The University reported 23 new undergraduate cases of COVID-19 out of 2,400 undergraduate tests, according to a Wednesday update on its COVID-19 dashboard, an undergraduate positivity rate of .96 percent. After only half a week of testing, this week’s total of 30 cases is the largest Boston College has seen since the week of Sept. 21.
The spike on Wednesday is the second largest increase in positive cases at BC this semester in a single update. The largest increase in cases the University has seen was during the outbreak in the second week of the semester, when the total number of cases more than doubled, prompting widespread media coverage.
The new cases bring this week’s undergraduate positivity rate to .78 percent, up from .58 percent on Tuesday. The seven-day average undergraduate positivity more than doubled from a week ago, jumping from .20 to .53 percent.
=======
● **TASKS**
[a] Answer these from the COVID-19 report:
(i) How many undergraduate tests did the Wednesday update count?
(ii) When did the University see its largest single-update increase in cases?
(iii) Between what two figures did the seven-day average undergraduate positivity rise?
[b] According to the COVID-19 report, what prompted widespread media coverage? Answer in one to three sentences.
[c] Write out the stretch of the COVID-19 report from "The spike on" through "to .53 percent.", word for word.
=======
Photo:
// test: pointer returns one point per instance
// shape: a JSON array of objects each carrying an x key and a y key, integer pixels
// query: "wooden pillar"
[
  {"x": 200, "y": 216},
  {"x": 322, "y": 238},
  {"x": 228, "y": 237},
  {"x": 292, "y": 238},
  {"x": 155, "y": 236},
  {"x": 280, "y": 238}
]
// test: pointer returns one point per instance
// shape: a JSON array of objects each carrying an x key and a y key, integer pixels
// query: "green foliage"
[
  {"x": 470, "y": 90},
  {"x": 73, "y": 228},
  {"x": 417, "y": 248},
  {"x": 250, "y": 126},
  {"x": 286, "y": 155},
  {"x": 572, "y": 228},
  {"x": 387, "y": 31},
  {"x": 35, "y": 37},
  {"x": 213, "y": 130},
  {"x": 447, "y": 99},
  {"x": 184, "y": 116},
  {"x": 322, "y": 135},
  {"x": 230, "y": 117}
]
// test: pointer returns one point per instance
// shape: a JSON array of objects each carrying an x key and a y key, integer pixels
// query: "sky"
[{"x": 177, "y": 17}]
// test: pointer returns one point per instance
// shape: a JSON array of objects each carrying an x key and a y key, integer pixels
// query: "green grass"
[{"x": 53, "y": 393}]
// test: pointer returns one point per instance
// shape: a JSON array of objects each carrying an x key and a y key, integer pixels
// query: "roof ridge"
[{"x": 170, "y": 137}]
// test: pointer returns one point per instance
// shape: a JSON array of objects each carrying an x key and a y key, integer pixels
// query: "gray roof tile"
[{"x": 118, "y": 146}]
=======
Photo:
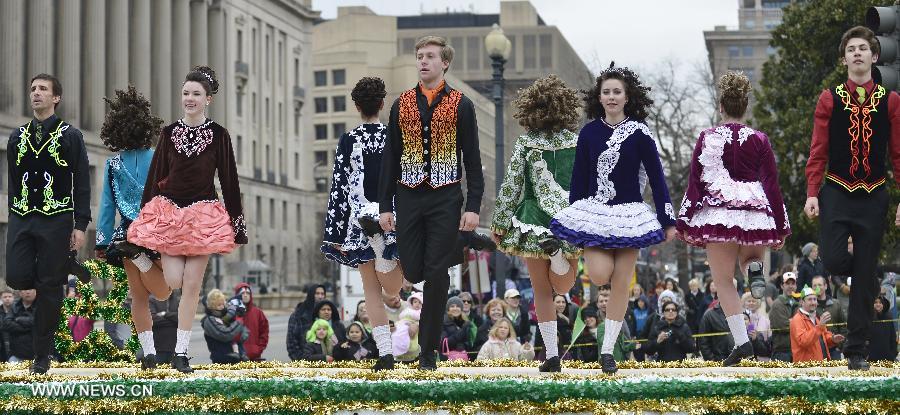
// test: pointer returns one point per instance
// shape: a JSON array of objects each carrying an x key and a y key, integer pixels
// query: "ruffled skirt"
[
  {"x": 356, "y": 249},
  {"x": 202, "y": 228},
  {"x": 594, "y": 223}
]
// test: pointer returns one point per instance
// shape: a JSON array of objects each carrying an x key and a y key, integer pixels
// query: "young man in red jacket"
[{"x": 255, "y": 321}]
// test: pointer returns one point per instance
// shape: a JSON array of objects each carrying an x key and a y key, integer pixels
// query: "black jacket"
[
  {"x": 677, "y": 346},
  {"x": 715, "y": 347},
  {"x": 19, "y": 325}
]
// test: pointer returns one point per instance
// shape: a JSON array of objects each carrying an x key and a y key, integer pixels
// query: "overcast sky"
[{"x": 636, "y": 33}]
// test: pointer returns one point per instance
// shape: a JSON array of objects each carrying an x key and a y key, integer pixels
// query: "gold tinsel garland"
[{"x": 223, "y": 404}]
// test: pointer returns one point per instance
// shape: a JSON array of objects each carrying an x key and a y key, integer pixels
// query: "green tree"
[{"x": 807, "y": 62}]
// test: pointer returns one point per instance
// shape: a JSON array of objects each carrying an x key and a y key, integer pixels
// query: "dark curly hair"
=======
● **ANSWER LIST**
[a]
(i) 2,400 undergraduate tests.
(ii) During the outbreak in the second week of the semester.
(iii) From .20 to .53 percent.

[b] The outbreak in the second week of the semester prompted the coverage. During that outbreak, the total number of cases more than doubled. It was the largest increase the University had seen.

[c]
The spike on Wednesday is the second largest increase in positive cases at BC this semester in a single update. The largest increase in cases the University has seen was during the outbreak in the second week of the semester, when the total number of cases more than doubled, prompting widespread media coverage.
The new cases bring this week’s undergraduate positivity rate to .78 percent, up from .58 percent on Tuesday. The seven-day average undergraduate positivity more than doubled from a week ago, jumping from .20 to .53 percent.